■ EXCERPT TO READ:
--------------------------------------------------

Rivian shares poised for best day since January as the EV maker hypes its next SUV during earnings call

Rivian shares surged more than 15% the morning following its Q3 earnings results.

Max Knoblauch

Rivian is on pace to record its second-best trading day of the year. The EV maker’s shares rose more than 15% in Wednesday morning trading following its third-quarter results, which dropped after market close on Tuesday.

The company posted a top- and bottom-line beat for Q3, including a nearly 80% sales spike year over year, and reaffirmed its guidance for full-year earnings and deliveries. That, along with an earnings call flush with hype for Rivian’s upcoming midsize SUV, the R2, appears to have investors excited.

“Were very, very bullish on what were building with R2. The way we think about it as a team is were building the best car you can buy in this category and in this price point,” CEO RJ Scaringe said on the company’s call with investors Tuesday evening.

Scaringe pitched the R2, which will be priced in the “$45,000 to $50,000 range,” as a direct competitor to Tesla’s Model 3 and Model Y. The company reaffirmed that it anticipates R2 production costs to come in at half of the R1’s.

“At this mass market price point... theres really been a single dominant brand with really two products. Thats of course Tesla with the Model 3 and the Model Y,” Scaringe said. “And with them taking up roughly half the market, 50% market share, its not a reflection of a healthy market. Its a reflection of a very underserved market in terms of choice and options.”

--------------------------------------------------

■ OBJECTIVE:
Answer these questions from the Rivian article:
(a) By how much did Rivian shares rise in Wednesday morning trading?
(b) In what price range will the R2 be priced?
(c) What market share does Scaringe say Tesla holds at the mass market price point?

(Excerpts of location labeling data)
--------------------------------------------------

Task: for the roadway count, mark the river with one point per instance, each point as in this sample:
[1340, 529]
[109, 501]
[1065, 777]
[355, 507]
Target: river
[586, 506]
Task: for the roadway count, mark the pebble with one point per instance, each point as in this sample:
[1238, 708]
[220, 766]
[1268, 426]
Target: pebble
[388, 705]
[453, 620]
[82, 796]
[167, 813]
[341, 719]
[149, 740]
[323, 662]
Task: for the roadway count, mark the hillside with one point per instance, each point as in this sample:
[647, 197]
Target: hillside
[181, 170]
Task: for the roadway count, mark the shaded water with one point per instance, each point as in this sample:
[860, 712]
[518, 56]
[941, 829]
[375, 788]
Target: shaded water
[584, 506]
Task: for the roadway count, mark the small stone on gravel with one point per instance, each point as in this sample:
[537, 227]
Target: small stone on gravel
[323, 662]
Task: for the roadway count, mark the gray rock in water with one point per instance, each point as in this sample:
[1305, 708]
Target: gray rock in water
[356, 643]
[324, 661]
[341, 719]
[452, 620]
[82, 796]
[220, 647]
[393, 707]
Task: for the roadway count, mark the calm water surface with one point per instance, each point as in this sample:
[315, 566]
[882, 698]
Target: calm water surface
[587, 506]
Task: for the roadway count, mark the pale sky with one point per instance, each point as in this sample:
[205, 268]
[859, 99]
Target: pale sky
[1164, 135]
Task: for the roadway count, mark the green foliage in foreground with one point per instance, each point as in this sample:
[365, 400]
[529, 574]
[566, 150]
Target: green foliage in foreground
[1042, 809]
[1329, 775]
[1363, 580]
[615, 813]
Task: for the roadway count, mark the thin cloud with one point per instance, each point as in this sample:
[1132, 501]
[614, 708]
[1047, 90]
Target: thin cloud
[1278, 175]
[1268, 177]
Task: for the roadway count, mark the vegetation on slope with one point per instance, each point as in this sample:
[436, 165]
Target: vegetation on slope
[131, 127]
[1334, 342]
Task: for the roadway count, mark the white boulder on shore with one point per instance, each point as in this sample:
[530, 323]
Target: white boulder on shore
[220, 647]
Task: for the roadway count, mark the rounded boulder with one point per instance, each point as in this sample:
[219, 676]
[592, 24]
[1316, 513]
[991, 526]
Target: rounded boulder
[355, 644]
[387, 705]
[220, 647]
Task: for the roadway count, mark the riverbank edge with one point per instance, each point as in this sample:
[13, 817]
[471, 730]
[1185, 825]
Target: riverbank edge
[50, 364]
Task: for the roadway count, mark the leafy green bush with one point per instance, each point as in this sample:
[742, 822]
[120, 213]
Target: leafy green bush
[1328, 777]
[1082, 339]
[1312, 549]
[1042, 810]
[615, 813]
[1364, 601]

--------------------------------------------------

■ RESULT OF THIS EXERCISE:
(a) More than 15%.
(b) $45,000 to $50,000.
(c) Roughly half the market, 50%.